* COMPITO SCRITTO *
Riporta tutte le righe delle voci qui sotto in forma di tabella Markdown con le colonne «Numero» e «Riga della voce», tralasciando le righe vuote. Lascia fuori le immagini dalla risposta.

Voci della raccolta
....................

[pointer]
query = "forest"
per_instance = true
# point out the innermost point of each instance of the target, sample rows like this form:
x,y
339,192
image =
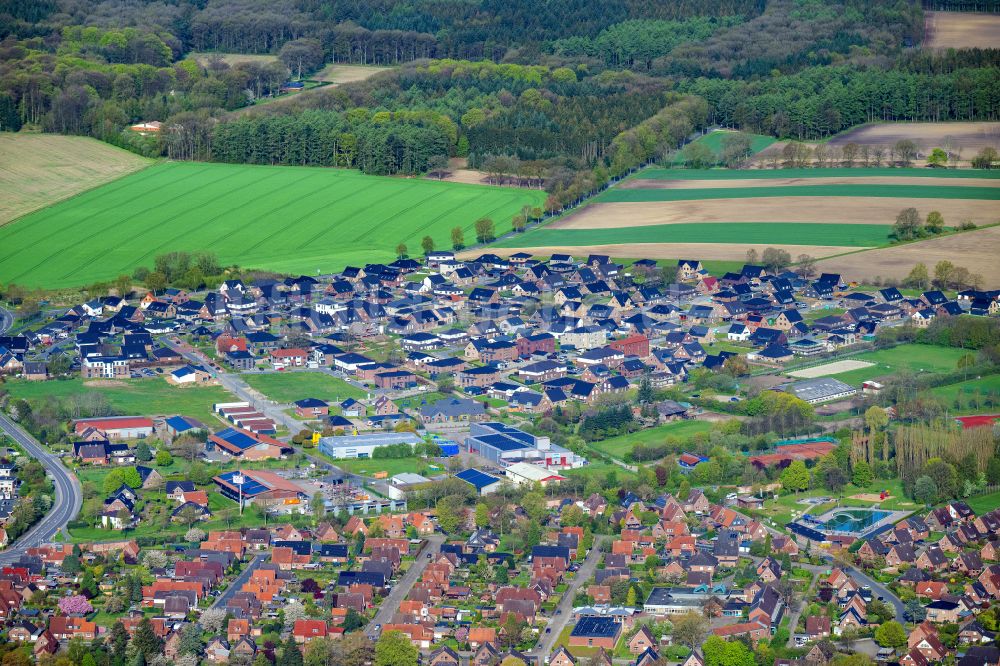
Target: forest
x,y
568,94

....................

* RISULTATO DEL COMPITO *
| Numero | Riga della voce |
|---|---|
| 1 | [pointer] |
| 2 | query = "forest" |
| 3 | per_instance = true |
| 4 | # point out the innermost point of each instance of the target, sample rows like this form: |
| 5 | x,y |
| 6 | 339,192 |
| 7 | image = |
| 8 | Target: forest |
| 9 | x,y |
| 10 | 568,94 |